**Stored data:**
• • • • •
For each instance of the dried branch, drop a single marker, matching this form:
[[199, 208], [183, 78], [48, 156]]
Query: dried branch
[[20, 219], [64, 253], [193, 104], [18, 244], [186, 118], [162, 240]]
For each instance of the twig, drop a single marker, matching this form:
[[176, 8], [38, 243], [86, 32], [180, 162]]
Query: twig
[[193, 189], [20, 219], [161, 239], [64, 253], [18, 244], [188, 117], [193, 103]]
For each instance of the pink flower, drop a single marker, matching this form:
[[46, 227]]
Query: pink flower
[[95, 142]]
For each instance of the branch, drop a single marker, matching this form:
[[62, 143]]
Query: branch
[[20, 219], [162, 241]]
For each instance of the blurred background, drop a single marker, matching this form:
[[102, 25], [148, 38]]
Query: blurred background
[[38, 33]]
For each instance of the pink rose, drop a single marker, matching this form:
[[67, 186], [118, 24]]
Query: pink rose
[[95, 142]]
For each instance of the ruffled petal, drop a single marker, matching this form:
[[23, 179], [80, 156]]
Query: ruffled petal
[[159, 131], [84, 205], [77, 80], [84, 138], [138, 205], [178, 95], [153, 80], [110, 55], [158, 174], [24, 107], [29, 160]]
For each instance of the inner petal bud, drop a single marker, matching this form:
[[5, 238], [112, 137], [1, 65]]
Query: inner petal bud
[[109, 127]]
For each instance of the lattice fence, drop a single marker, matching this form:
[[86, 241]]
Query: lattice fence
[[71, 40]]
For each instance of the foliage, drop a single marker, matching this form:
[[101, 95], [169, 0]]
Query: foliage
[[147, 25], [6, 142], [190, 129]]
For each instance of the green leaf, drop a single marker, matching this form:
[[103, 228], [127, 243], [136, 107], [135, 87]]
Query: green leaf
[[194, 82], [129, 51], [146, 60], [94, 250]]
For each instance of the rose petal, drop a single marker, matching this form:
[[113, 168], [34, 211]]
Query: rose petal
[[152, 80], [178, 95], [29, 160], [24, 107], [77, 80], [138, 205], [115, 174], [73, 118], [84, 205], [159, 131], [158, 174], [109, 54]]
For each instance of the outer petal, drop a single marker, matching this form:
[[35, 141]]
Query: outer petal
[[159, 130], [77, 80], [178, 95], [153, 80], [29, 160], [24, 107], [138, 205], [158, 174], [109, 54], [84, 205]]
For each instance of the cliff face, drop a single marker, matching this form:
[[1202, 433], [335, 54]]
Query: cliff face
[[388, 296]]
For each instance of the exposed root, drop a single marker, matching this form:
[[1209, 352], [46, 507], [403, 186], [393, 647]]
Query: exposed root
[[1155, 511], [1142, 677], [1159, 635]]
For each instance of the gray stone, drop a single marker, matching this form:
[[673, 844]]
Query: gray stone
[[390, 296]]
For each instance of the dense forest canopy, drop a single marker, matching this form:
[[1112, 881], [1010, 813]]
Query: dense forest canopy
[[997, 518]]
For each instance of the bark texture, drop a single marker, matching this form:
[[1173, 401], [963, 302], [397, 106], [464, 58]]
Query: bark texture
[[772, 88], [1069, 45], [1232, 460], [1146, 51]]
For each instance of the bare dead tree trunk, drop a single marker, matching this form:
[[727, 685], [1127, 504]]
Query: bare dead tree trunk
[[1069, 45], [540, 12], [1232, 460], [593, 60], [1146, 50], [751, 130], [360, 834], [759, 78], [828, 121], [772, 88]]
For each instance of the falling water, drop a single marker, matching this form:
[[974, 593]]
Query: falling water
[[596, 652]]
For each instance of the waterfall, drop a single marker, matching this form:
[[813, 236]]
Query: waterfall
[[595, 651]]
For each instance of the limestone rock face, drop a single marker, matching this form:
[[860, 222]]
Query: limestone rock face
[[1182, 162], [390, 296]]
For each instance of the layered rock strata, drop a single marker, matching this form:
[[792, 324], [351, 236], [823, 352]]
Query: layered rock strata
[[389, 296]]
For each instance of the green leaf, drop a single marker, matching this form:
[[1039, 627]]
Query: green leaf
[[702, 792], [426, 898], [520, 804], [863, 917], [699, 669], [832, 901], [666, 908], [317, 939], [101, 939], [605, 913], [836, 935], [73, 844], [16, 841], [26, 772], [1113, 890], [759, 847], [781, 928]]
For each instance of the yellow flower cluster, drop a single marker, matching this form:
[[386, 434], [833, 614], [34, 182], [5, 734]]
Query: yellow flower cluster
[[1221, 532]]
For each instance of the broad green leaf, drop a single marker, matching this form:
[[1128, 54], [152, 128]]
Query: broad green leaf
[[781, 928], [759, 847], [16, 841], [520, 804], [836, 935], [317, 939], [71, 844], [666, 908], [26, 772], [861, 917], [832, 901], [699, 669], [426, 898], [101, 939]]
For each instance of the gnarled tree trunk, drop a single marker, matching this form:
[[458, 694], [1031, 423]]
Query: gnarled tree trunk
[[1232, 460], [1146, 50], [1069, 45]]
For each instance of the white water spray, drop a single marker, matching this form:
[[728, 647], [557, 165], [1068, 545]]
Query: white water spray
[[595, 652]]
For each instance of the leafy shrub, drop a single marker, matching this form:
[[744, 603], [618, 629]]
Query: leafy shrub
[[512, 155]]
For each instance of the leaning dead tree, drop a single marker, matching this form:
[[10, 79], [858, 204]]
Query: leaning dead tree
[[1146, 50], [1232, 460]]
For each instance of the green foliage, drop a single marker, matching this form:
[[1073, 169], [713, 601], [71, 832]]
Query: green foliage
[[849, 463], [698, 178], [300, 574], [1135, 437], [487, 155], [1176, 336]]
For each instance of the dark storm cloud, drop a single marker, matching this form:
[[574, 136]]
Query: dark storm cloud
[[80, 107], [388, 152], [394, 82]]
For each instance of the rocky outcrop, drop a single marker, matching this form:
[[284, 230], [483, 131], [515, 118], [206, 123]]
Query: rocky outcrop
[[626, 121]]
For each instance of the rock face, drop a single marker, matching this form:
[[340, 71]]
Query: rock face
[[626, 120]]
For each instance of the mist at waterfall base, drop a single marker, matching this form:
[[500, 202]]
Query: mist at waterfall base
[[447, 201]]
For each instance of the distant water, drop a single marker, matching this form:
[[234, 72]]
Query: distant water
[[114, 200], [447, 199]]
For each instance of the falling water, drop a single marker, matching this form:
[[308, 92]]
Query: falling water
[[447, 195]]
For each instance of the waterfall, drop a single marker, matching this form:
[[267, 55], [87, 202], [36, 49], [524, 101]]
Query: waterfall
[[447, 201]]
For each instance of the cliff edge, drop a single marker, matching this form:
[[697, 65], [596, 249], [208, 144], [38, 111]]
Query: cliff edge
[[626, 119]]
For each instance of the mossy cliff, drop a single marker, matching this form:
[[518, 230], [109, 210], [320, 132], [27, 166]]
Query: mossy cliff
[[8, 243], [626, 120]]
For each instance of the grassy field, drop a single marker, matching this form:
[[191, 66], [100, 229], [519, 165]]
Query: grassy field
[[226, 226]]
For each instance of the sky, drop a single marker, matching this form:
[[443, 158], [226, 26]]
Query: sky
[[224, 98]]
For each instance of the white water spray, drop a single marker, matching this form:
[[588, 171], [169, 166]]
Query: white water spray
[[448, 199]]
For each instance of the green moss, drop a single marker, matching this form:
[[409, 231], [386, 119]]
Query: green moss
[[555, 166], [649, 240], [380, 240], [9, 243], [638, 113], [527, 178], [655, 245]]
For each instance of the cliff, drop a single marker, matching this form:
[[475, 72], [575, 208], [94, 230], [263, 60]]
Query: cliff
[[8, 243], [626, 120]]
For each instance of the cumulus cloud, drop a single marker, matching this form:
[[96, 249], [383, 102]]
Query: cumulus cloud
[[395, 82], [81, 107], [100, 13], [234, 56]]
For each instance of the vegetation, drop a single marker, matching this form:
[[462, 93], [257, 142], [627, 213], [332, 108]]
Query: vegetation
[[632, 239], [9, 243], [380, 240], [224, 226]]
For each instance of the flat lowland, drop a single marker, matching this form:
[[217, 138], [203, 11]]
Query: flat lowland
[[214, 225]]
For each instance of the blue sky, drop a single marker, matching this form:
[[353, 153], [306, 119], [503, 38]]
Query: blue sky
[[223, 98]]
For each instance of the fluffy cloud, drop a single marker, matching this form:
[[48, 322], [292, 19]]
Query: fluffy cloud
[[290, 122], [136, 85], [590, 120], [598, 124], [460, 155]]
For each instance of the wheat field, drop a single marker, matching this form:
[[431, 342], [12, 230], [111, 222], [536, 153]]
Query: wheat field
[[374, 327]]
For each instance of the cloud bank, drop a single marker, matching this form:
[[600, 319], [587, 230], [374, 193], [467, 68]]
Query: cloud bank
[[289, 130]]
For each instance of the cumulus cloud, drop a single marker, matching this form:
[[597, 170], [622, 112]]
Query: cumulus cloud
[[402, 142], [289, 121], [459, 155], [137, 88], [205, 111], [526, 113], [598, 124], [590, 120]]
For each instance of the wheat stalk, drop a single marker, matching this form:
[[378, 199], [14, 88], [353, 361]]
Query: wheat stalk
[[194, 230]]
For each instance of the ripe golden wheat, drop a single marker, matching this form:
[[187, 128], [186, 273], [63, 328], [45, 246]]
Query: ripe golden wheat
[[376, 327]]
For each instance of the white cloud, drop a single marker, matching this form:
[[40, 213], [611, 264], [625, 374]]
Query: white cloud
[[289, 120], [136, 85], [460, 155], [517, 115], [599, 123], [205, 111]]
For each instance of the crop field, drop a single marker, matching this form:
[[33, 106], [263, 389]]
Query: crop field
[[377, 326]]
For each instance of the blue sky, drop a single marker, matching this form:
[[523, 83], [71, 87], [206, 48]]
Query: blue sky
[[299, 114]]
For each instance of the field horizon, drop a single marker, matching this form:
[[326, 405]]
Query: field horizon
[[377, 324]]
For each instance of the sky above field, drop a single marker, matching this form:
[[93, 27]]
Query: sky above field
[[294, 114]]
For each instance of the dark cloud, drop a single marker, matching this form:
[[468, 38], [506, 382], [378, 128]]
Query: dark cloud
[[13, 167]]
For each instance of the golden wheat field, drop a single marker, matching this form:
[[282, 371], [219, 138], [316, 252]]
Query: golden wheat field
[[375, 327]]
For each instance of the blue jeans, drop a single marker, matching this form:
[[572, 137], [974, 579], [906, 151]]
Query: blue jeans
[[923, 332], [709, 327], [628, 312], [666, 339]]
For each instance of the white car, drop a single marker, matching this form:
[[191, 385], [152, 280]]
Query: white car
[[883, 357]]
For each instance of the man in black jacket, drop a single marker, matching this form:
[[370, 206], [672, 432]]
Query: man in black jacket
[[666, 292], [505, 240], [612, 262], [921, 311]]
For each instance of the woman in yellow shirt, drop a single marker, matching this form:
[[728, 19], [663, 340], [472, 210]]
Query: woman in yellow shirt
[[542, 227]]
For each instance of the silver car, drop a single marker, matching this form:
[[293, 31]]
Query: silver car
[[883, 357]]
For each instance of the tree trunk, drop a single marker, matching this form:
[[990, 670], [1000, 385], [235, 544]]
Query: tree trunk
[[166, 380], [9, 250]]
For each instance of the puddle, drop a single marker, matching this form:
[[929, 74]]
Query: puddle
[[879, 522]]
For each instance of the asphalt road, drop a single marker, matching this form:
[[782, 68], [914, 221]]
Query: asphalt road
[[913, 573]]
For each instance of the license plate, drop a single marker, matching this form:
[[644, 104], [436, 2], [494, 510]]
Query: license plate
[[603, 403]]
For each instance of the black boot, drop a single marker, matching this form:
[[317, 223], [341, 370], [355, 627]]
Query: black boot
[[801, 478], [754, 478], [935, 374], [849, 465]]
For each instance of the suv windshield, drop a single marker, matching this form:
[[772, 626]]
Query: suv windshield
• • • • •
**Exercise description:** The required answer is the exact run of lines above starting at the line with "Query: pink flower" and ending at the line with "For each instance of the blurred", with both ends present.

**Exercise output:**
Query: pink flower
[[95, 142]]
For each instance of the branch, drop a single marker, matching this form:
[[62, 143]]
Query: branch
[[20, 219], [162, 241]]
For each instance of the blurred background, drop a single marker, matching this form:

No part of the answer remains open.